Captchas are well known for keeping automated spammers out and letting humans in. However, ReCaptcha is a rather clever service using them to help digitize books scanned into the Internet Archive as well. It’s a project from the School of Computer Science at Carnegie Mellon.
The Internet Archive is home to over 200,000 scanned copies of classic books. Some of them are gorgeously crafted, like this children’s book, but fancy styling can make it difficult for computers to translate the books into an indexable digital text. Much like a Mechanical Turk application, ReCaptcha uses humans to translate images of scanned words that a computer couldn’t understand. Notably, Mechanical Turk has been used in the searches for Jim Gray and Steve Fossett.
The scanned words are placed alongside a normal captcha widget so users decode both words at the same time. The word can be run by multiple people to cut down on errors. Catchas also offer the opportunity to convert a lot of words. ReCaptcha’s founders, Luis von Ahn and Ben Maurer estimate that about 60 million CAPTCHAs are solved every day. Assuming that each CAPTCHA takes 10 seconds to solve, it’ this is over 160,000 human hours per day (that’s about 19 years).

:::

# [Goals]
1/ Copy the stretch of the ReCaptcha text from "Captchas are well" through "and Steve Fossett.", renaming "Internet Archive" as "online library".
2/ Name every person mentioned in the ReCaptcha text.
The listing has no connection to the ReCaptcha text.

:::

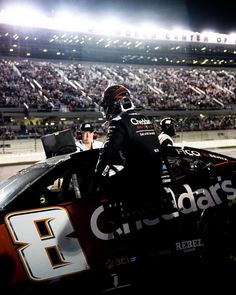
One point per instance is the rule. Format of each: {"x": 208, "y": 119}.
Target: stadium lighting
{"x": 29, "y": 16}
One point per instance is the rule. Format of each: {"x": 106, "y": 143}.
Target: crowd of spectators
{"x": 71, "y": 86}
{"x": 74, "y": 87}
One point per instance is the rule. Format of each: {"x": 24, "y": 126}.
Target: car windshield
{"x": 11, "y": 187}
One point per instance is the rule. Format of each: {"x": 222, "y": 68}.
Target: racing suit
{"x": 131, "y": 138}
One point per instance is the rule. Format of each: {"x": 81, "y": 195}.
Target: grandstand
{"x": 53, "y": 79}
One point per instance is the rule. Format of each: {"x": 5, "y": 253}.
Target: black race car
{"x": 54, "y": 234}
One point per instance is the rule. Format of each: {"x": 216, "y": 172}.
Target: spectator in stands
{"x": 167, "y": 132}
{"x": 86, "y": 138}
{"x": 131, "y": 138}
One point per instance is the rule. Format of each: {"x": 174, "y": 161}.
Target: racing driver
{"x": 132, "y": 140}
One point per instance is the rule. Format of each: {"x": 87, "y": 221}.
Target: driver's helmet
{"x": 116, "y": 99}
{"x": 168, "y": 126}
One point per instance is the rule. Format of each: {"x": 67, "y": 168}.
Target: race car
{"x": 53, "y": 233}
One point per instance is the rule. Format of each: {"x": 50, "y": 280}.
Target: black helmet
{"x": 116, "y": 99}
{"x": 168, "y": 126}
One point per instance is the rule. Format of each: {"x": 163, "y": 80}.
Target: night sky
{"x": 196, "y": 15}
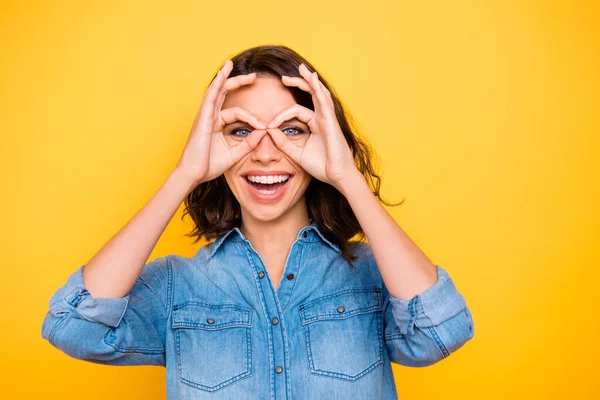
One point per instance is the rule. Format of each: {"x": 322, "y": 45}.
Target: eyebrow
{"x": 244, "y": 123}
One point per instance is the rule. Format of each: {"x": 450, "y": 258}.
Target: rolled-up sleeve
{"x": 127, "y": 330}
{"x": 428, "y": 327}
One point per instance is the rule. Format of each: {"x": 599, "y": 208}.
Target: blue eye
{"x": 245, "y": 132}
{"x": 291, "y": 128}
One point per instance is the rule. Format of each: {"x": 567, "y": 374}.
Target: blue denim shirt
{"x": 222, "y": 331}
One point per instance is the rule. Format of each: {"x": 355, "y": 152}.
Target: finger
{"x": 296, "y": 82}
{"x": 230, "y": 115}
{"x": 282, "y": 142}
{"x": 249, "y": 143}
{"x": 232, "y": 84}
{"x": 302, "y": 113}
{"x": 208, "y": 104}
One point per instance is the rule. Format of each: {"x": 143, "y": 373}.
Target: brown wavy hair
{"x": 215, "y": 210}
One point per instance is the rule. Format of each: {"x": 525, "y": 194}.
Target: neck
{"x": 277, "y": 234}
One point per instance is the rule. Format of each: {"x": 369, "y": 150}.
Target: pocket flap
{"x": 193, "y": 314}
{"x": 342, "y": 304}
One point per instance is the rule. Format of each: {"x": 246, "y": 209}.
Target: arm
{"x": 419, "y": 293}
{"x": 114, "y": 309}
{"x": 426, "y": 318}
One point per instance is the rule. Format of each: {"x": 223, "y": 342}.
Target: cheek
{"x": 300, "y": 140}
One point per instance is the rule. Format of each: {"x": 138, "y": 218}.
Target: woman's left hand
{"x": 326, "y": 154}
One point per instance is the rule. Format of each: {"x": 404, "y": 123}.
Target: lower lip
{"x": 267, "y": 198}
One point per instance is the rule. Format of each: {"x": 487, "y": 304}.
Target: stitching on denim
{"x": 242, "y": 317}
{"x": 138, "y": 350}
{"x": 438, "y": 342}
{"x": 372, "y": 292}
{"x": 261, "y": 296}
{"x": 412, "y": 307}
{"x": 246, "y": 373}
{"x": 340, "y": 375}
{"x": 54, "y": 329}
{"x": 395, "y": 336}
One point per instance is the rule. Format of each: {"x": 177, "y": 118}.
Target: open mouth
{"x": 268, "y": 184}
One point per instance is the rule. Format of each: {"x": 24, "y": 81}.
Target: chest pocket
{"x": 213, "y": 343}
{"x": 343, "y": 333}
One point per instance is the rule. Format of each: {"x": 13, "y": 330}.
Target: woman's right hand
{"x": 207, "y": 154}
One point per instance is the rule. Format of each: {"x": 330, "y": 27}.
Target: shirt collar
{"x": 313, "y": 234}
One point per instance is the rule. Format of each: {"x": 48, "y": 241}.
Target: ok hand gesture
{"x": 207, "y": 154}
{"x": 326, "y": 154}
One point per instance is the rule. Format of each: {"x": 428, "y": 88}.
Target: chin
{"x": 265, "y": 213}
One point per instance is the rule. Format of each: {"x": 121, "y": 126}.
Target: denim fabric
{"x": 222, "y": 331}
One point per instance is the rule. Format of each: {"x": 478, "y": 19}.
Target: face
{"x": 266, "y": 182}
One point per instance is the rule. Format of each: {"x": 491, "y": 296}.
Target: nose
{"x": 266, "y": 151}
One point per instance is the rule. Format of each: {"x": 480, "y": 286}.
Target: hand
{"x": 325, "y": 154}
{"x": 207, "y": 154}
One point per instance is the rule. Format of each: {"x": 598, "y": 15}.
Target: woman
{"x": 282, "y": 304}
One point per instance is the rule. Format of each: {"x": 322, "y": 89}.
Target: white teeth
{"x": 270, "y": 179}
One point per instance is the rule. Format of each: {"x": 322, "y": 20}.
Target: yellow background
{"x": 484, "y": 115}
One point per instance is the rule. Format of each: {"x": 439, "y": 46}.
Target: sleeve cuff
{"x": 73, "y": 297}
{"x": 435, "y": 305}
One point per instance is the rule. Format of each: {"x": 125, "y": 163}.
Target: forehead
{"x": 264, "y": 98}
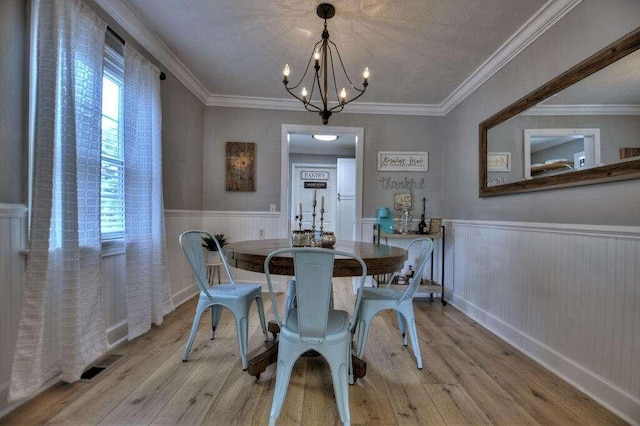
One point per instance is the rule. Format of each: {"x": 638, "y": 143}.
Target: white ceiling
{"x": 424, "y": 56}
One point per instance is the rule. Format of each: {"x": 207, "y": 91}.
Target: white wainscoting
{"x": 13, "y": 240}
{"x": 567, "y": 295}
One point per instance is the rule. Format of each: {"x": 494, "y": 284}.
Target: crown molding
{"x": 295, "y": 105}
{"x": 548, "y": 15}
{"x": 128, "y": 19}
{"x": 583, "y": 110}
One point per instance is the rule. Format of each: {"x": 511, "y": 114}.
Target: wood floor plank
{"x": 455, "y": 405}
{"x": 526, "y": 392}
{"x": 117, "y": 382}
{"x": 194, "y": 398}
{"x": 574, "y": 400}
{"x": 494, "y": 401}
{"x": 410, "y": 403}
{"x": 470, "y": 376}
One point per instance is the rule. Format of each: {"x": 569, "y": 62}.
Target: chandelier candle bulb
{"x": 322, "y": 79}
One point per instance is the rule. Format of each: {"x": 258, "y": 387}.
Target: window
{"x": 112, "y": 157}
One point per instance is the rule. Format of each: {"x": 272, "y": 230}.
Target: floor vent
{"x": 99, "y": 367}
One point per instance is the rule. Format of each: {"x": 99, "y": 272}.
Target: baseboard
{"x": 607, "y": 394}
{"x": 4, "y": 394}
{"x": 117, "y": 333}
{"x": 184, "y": 295}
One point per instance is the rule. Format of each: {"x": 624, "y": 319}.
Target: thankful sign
{"x": 403, "y": 161}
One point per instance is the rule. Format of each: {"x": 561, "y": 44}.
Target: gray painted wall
{"x": 182, "y": 146}
{"x": 13, "y": 15}
{"x": 595, "y": 24}
{"x": 381, "y": 132}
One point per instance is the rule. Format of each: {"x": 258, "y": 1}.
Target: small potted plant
{"x": 212, "y": 250}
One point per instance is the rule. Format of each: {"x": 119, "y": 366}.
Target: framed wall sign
{"x": 499, "y": 161}
{"x": 314, "y": 175}
{"x": 403, "y": 161}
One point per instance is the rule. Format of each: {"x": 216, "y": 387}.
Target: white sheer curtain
{"x": 148, "y": 291}
{"x": 61, "y": 328}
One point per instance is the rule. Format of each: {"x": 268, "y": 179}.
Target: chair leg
{"x": 216, "y": 312}
{"x": 263, "y": 323}
{"x": 341, "y": 390}
{"x": 410, "y": 320}
{"x": 363, "y": 332}
{"x": 402, "y": 326}
{"x": 194, "y": 328}
{"x": 242, "y": 329}
{"x": 283, "y": 375}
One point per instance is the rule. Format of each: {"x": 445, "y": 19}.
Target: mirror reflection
{"x": 556, "y": 151}
{"x": 591, "y": 123}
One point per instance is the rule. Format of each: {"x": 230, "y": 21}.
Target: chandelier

:::

# [Outputs for the tasks]
1/
Captchas are well known for keeping automated spammers out and letting humans in. However, ReCaptcha is a rather clever service using them to help digitize books scanned into the online library as well. It’s a project from the School of Computer Science at Carnegie Mellon.
The online library is home to over 200,000 scanned copies of classic books. Some of them are gorgeously crafted, like this children’s book, but fancy styling can make it difficult for computers to translate the books into an indexable digital text. Much like a Mechanical Turk application, ReCaptcha uses humans to translate images of scanned words that a computer couldn’t understand. Notably, Mechanical Turk has been used in the searches for Jim Gray and Steve Fossett.

2/ Jim Gray, Steve Fossett, Luis von Ahn, Ben Maurer